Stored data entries
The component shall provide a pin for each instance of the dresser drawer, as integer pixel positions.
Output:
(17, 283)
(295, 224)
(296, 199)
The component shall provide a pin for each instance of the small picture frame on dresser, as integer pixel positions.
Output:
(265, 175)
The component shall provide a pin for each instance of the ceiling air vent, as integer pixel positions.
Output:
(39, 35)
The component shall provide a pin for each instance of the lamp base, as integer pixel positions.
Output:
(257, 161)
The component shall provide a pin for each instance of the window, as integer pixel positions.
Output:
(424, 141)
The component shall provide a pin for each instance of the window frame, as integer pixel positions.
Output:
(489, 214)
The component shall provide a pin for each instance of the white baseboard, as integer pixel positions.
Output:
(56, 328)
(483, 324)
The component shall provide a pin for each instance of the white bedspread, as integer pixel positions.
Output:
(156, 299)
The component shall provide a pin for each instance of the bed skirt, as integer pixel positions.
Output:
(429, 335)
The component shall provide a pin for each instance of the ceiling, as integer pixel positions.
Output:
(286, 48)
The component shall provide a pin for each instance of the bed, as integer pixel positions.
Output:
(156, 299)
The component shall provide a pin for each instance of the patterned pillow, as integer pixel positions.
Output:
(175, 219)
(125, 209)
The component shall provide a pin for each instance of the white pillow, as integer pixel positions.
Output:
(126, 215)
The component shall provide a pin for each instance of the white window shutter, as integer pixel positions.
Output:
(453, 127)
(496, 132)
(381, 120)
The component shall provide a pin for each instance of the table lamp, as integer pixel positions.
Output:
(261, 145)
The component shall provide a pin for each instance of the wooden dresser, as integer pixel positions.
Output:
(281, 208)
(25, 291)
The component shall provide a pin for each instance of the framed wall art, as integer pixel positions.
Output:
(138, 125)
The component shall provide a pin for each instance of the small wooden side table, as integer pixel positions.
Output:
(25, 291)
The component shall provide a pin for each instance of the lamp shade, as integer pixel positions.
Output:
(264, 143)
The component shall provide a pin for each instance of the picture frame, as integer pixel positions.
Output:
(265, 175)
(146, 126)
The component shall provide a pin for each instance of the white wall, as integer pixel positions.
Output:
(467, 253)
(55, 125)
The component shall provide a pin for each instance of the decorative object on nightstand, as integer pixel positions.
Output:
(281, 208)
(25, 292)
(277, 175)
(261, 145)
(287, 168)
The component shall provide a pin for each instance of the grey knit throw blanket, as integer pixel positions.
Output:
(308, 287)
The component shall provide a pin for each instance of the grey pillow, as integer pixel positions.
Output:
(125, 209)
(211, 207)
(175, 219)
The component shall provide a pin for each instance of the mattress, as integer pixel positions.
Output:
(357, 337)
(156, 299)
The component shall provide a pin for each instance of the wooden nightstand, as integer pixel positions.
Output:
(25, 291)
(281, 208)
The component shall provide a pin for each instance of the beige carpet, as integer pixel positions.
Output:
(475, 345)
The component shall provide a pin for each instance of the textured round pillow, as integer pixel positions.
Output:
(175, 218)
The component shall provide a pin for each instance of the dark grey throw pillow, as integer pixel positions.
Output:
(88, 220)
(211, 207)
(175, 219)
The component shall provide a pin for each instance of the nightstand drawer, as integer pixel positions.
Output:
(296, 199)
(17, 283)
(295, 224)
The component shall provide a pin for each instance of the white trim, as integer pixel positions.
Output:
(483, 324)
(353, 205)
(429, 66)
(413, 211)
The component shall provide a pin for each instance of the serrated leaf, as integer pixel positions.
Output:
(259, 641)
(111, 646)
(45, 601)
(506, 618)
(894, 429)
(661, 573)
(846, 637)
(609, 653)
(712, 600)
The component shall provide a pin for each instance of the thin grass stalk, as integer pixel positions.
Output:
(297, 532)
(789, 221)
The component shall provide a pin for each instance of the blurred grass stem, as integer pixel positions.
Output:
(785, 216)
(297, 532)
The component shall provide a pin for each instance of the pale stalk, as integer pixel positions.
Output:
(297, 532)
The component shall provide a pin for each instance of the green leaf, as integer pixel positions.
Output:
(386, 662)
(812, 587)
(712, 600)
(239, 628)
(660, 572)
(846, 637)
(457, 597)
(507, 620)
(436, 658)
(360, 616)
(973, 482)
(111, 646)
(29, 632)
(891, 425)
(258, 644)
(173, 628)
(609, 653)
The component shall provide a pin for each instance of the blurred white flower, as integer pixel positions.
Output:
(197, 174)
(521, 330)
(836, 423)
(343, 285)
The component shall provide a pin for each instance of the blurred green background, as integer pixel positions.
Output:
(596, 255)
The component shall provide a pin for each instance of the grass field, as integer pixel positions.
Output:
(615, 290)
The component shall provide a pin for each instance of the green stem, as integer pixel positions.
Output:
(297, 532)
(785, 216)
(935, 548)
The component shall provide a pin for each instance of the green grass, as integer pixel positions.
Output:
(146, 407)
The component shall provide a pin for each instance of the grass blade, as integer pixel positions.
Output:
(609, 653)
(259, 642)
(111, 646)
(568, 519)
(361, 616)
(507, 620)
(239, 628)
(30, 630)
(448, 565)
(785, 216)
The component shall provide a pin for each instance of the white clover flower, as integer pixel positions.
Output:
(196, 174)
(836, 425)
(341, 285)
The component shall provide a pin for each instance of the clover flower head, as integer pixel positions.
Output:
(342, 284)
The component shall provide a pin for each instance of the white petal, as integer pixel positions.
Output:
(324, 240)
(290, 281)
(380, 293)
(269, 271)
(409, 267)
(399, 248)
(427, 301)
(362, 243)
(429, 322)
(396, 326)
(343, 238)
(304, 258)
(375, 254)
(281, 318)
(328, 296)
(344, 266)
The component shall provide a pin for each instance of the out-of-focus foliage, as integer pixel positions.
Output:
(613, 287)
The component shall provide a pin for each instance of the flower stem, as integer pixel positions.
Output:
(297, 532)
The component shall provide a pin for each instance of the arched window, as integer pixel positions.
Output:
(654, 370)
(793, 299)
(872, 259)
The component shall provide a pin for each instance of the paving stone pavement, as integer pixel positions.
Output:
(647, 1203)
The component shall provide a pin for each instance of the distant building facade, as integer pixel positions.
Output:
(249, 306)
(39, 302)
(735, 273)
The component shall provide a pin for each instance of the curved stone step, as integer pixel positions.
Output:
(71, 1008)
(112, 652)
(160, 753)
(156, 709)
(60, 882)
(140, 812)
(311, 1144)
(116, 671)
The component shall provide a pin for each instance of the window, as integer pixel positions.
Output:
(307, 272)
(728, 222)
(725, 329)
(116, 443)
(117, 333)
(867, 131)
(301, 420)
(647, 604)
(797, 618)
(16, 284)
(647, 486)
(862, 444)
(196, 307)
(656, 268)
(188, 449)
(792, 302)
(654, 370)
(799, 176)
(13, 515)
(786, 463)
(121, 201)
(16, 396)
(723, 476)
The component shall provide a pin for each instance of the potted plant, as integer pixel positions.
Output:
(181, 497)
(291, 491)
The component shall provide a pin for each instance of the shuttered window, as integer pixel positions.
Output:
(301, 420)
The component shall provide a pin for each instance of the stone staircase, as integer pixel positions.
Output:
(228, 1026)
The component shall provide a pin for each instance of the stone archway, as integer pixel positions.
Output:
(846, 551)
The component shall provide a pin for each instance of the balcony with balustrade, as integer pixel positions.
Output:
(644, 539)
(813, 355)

Exercise requirements
Collect each line of the entries that has the word "flower", copying it in full.

Answer space
The component shall provide a pin for each instance of the blurred white flower, as integer pixel positions.
The component shall provide a pin for each instance of the white clover flower, as integer pixel positions.
The component shall provide a pin for each instance of the clover flower head, as integer pixel positions.
The component shall provide a pin for each instance of the flower stem, as integer pixel positions.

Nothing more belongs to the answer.